▶ _Extracted data_:
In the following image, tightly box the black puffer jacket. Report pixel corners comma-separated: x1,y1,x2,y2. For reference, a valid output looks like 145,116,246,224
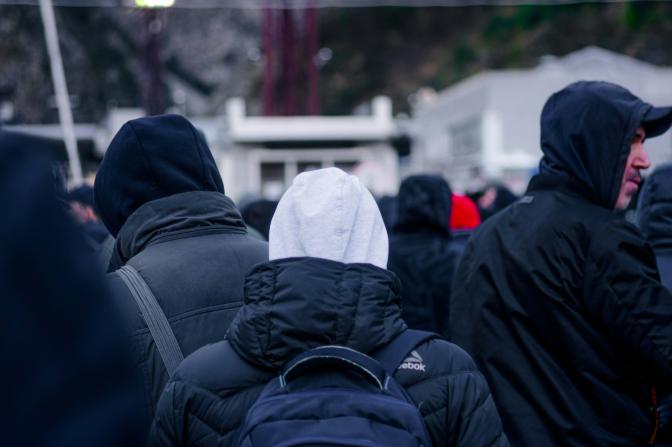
387,175,459,334
150,258,508,447
637,164,672,290
450,83,672,447
95,116,268,429
0,130,144,447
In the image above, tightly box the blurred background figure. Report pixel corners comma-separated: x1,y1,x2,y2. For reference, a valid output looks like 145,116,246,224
470,183,518,221
376,196,397,233
0,131,142,447
240,199,278,241
388,175,457,334
450,194,481,260
66,184,110,245
637,164,672,289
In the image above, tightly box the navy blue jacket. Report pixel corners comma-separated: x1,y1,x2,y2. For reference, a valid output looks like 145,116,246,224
150,258,508,447
95,115,268,429
387,175,459,334
637,164,672,290
450,82,672,446
0,131,143,447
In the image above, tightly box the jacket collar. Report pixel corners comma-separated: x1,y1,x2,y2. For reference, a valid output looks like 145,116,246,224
110,191,247,270
227,257,406,370
527,173,601,206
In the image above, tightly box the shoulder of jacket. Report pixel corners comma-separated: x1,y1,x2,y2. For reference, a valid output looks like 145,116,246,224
171,340,273,390
589,213,647,256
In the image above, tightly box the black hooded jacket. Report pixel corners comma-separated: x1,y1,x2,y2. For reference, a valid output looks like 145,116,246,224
95,115,268,428
0,131,144,447
388,175,458,334
450,82,672,446
637,164,672,290
150,258,508,447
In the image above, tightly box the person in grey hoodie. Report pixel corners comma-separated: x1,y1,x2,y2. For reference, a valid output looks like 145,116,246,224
150,168,508,447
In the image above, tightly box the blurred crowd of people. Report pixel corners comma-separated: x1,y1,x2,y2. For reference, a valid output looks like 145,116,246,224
0,82,672,446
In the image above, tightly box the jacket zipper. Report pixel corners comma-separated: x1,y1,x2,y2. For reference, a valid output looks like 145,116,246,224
649,386,660,445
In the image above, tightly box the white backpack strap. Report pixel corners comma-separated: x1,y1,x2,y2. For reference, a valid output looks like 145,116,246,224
116,265,184,377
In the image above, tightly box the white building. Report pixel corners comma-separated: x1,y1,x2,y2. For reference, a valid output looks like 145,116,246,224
210,97,399,204
410,47,672,192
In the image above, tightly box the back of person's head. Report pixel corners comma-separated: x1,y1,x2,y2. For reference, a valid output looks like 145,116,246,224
269,168,388,268
637,164,672,251
0,132,143,447
95,115,224,237
394,174,452,234
539,81,672,209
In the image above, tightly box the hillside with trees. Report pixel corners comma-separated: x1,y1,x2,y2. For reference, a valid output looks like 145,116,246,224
0,2,672,123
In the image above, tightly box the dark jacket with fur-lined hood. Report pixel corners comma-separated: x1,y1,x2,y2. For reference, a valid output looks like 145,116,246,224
95,115,268,429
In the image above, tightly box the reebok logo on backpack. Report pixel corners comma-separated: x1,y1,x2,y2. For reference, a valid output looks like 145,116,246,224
239,330,436,447
399,351,427,372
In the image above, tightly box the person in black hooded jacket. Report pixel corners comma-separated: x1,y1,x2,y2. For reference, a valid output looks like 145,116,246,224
450,82,672,446
94,115,268,429
388,175,458,334
0,130,144,447
637,164,672,290
150,168,508,447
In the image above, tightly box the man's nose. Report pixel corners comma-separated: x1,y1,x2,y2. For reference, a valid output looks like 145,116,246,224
635,147,651,169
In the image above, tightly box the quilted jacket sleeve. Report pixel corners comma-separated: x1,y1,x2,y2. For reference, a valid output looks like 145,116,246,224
583,221,672,380
149,382,184,447
395,339,509,447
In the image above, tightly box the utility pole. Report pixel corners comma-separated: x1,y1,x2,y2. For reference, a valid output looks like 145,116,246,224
40,0,82,185
141,9,163,115
306,0,320,115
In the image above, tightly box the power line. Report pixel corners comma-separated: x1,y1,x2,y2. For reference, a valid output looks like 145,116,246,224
0,0,671,9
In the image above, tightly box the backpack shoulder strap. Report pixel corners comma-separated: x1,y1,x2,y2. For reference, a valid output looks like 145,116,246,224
371,329,439,376
116,264,184,377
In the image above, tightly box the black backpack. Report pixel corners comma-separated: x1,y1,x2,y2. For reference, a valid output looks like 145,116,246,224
239,330,438,447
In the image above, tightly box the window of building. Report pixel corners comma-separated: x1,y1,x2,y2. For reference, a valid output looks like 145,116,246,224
448,118,483,162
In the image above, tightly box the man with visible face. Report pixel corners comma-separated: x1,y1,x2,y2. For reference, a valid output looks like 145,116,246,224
614,126,651,210
449,82,672,447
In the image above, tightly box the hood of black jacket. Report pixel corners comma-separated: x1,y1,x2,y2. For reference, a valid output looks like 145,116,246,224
227,257,406,370
110,191,247,271
95,115,224,237
393,175,453,235
637,164,672,250
539,81,652,209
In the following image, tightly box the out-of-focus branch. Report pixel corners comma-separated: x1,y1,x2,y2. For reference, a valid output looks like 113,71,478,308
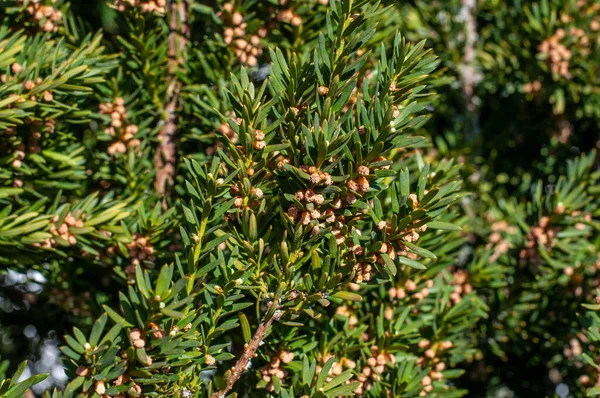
460,0,478,137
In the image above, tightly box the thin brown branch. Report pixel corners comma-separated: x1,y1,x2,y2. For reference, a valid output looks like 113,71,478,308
154,0,189,199
211,302,281,398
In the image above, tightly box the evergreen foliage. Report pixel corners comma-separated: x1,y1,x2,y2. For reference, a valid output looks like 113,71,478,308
0,0,600,398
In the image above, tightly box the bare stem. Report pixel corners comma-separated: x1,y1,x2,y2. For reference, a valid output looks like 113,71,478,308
154,0,189,196
460,0,478,140
211,302,280,398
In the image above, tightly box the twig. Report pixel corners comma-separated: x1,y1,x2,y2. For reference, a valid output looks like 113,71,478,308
211,301,281,398
154,0,189,199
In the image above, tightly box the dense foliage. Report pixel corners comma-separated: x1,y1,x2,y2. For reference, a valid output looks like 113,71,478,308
0,0,600,398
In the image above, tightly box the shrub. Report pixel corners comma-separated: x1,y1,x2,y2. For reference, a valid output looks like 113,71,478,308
0,0,600,398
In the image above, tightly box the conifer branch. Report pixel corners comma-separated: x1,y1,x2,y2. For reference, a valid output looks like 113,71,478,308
154,0,189,196
211,301,281,398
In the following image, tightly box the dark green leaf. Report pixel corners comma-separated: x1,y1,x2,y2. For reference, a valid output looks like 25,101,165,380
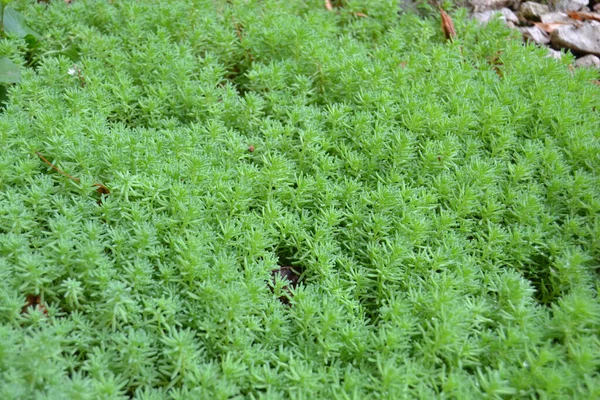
0,57,21,83
60,43,80,62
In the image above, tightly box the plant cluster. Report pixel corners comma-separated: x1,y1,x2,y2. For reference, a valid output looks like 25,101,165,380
0,0,600,399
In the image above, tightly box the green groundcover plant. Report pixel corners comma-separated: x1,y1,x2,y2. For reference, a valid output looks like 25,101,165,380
0,0,600,399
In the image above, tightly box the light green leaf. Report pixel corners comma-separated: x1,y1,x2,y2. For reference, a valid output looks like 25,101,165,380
0,57,21,84
4,7,40,38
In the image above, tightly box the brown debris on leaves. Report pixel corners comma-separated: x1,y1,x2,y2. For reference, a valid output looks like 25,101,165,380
439,7,456,40
489,51,504,78
21,294,48,315
231,15,254,62
35,151,110,195
269,266,301,306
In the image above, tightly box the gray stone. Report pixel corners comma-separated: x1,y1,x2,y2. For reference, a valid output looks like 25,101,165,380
473,8,519,24
519,26,550,44
519,1,550,21
573,54,600,69
546,48,562,60
550,21,600,55
540,12,575,24
550,0,590,11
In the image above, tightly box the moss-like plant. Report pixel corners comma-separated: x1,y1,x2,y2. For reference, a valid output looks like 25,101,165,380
0,0,600,399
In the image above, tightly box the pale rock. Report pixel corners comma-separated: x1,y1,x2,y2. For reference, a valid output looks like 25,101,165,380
550,21,600,55
540,12,576,24
550,0,590,11
573,54,600,69
546,47,562,60
519,1,550,21
519,25,550,44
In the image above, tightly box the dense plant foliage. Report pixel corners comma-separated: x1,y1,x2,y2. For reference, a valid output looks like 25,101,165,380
0,0,600,399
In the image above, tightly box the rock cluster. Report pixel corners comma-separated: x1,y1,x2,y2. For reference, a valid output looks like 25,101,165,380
467,0,600,69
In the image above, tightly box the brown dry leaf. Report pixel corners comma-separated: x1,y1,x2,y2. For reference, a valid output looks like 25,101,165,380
440,7,456,40
270,265,302,306
35,151,110,194
21,294,48,315
567,11,600,22
534,22,571,33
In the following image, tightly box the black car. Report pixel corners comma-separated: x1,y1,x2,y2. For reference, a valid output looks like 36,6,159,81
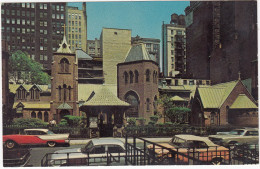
3,148,31,167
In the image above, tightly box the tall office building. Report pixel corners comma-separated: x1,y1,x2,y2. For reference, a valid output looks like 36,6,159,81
66,2,87,52
1,3,66,70
162,14,186,77
185,1,258,99
131,35,160,65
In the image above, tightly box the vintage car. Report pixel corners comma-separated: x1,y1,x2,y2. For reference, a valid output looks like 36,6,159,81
43,139,125,166
3,148,31,167
3,129,69,149
147,134,229,165
209,128,259,147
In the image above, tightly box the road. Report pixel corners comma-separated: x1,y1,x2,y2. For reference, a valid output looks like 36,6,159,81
27,143,143,167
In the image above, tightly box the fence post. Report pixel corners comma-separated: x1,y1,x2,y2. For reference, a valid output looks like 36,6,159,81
125,134,128,165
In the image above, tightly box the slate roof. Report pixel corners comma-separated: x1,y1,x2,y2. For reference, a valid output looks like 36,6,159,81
83,85,130,106
76,49,93,60
124,43,152,62
230,94,257,109
13,102,51,109
57,35,72,53
171,95,187,102
57,103,72,110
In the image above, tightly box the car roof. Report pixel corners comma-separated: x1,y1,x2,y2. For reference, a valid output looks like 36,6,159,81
91,138,125,147
174,134,215,146
24,129,48,132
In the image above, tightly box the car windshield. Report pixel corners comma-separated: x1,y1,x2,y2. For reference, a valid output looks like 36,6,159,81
47,130,55,134
229,130,245,135
81,141,94,152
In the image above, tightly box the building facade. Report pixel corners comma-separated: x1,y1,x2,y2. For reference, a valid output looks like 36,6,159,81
131,35,160,65
66,2,87,52
185,1,258,99
100,28,131,85
117,44,159,121
162,14,186,77
1,3,66,70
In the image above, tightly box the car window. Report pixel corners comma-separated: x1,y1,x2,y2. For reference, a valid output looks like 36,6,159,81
245,131,258,136
90,145,105,154
108,145,124,153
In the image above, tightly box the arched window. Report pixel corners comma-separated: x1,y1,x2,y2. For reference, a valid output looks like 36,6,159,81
145,69,150,82
135,70,139,83
31,111,36,118
63,84,67,101
69,86,71,100
44,111,49,122
129,71,134,83
37,111,42,120
59,86,61,101
124,72,128,84
60,58,69,73
146,98,150,111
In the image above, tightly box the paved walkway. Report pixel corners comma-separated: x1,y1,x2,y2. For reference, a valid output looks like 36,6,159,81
70,137,172,145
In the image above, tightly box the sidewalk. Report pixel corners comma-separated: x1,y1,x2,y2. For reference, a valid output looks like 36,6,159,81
70,137,172,145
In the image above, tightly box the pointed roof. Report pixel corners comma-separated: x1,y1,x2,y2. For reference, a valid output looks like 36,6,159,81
57,103,72,110
125,43,152,62
171,95,187,102
83,85,130,106
57,35,72,53
76,49,93,60
230,94,257,109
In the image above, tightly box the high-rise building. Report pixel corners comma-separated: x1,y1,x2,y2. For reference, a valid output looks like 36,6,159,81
66,2,87,52
185,1,257,99
100,28,131,85
132,35,160,65
1,3,66,70
162,14,186,77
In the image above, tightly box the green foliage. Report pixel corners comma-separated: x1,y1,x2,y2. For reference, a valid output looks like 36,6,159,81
9,50,50,85
12,118,48,127
127,117,136,126
63,115,82,127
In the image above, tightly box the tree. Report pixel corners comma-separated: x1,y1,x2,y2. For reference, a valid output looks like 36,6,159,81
9,50,50,85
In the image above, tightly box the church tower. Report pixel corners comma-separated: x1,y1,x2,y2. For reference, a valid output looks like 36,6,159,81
51,35,79,122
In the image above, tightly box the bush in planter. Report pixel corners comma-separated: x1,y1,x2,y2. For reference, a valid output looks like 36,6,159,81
127,117,136,126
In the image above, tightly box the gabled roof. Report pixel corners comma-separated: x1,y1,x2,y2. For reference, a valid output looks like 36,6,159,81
76,49,93,60
57,35,72,53
83,85,130,106
230,94,257,109
171,95,187,102
124,43,152,62
57,103,72,110
198,81,239,108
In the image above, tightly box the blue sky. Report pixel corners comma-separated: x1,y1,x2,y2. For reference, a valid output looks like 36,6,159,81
68,1,189,40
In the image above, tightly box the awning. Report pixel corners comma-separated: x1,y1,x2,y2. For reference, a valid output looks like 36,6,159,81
57,103,72,110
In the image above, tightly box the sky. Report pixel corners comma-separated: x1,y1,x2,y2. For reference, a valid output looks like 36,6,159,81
68,1,189,40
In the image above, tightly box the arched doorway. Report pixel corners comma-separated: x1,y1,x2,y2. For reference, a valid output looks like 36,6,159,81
125,91,139,117
60,110,70,119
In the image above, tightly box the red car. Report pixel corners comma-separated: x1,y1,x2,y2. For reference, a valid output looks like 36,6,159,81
3,129,69,149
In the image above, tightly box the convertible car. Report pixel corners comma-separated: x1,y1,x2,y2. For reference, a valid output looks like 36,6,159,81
3,129,69,149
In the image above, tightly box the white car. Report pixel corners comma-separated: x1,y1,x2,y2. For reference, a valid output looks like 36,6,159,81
46,139,125,166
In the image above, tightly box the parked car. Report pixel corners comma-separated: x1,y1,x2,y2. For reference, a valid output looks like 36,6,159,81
209,128,259,147
42,139,125,166
147,135,229,164
3,148,31,167
3,129,69,149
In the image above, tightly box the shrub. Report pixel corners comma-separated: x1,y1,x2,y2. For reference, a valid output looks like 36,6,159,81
127,117,136,126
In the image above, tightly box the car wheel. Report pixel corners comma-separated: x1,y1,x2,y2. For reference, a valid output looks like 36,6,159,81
47,141,56,147
211,158,223,165
5,140,16,149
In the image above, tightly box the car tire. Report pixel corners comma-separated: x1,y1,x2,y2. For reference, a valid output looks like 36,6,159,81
5,140,16,149
47,141,56,147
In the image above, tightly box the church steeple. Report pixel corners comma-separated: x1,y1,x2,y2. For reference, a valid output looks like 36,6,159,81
57,25,72,53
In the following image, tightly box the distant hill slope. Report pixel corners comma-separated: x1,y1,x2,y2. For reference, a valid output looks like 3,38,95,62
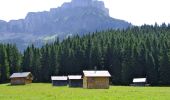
0,0,131,50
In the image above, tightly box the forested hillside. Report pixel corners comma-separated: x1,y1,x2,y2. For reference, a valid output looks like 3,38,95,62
0,24,170,85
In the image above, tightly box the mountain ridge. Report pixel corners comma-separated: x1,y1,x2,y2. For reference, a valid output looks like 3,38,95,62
0,0,131,50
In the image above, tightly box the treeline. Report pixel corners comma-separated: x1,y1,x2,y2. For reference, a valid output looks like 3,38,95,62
0,24,170,85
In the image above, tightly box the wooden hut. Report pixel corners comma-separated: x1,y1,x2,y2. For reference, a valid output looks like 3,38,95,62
83,71,111,89
10,72,33,85
131,78,148,86
51,76,68,86
68,75,83,87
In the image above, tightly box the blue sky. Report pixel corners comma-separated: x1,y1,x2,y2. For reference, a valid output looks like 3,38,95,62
0,0,170,25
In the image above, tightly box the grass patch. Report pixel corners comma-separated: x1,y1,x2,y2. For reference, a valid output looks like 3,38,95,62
0,83,170,100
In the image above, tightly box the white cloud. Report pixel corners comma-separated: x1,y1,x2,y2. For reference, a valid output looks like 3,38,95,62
102,0,170,25
0,0,170,25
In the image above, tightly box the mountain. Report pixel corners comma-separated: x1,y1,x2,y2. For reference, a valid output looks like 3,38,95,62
0,0,131,50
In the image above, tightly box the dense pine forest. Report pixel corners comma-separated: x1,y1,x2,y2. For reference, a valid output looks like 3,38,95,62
0,24,170,85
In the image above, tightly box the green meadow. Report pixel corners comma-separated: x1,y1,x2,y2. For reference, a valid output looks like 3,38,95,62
0,83,170,100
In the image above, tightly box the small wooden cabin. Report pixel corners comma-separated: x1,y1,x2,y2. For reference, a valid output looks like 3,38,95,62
10,72,33,85
83,70,111,89
51,76,68,86
68,75,83,87
132,78,147,86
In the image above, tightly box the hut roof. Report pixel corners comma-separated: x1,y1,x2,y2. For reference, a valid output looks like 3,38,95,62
83,70,111,77
68,75,81,79
133,78,146,83
51,76,67,80
10,72,31,78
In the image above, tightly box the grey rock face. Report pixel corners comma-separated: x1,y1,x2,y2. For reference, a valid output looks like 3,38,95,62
0,0,131,50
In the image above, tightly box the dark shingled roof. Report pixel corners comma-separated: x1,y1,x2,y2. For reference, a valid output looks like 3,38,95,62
10,72,31,78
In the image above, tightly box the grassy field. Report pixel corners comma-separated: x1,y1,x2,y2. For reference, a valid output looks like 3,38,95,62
0,83,170,100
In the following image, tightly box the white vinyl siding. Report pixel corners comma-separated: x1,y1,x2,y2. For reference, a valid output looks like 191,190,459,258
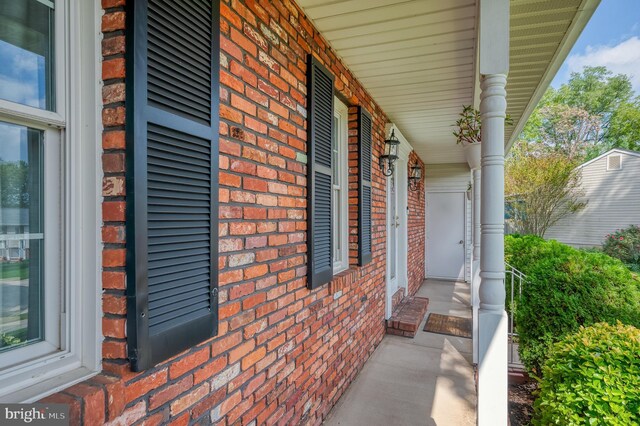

▶ _Your task_:
Copy out word for word the stretch of the listing above from the line containing "In the image above, tightly box the navy" through the line containing "589,213,647,256", including both of those lines.

▶ _Result of the task_:
In the image above, tightly box the navy blue jacket. Report pixel corners comma-separated: x1,y1,x2,y2. For reference, a valid output looks like 145,116,246,224
150,258,508,447
95,115,268,429
387,175,459,334
637,164,672,290
450,82,672,446
0,131,143,447
In the image above, tightly box the jacket collar. Report pixel corners comma-separated: x1,y1,x2,y2. For reference, a valid output looks like 145,116,246,224
110,191,247,270
227,257,406,370
527,173,601,206
In the image above, tightly box the shoulder of jacket. Report pixel corners comma-separated: x1,y1,x2,y2. For reference, a valid output looks like 145,116,246,224
171,340,273,390
589,213,647,256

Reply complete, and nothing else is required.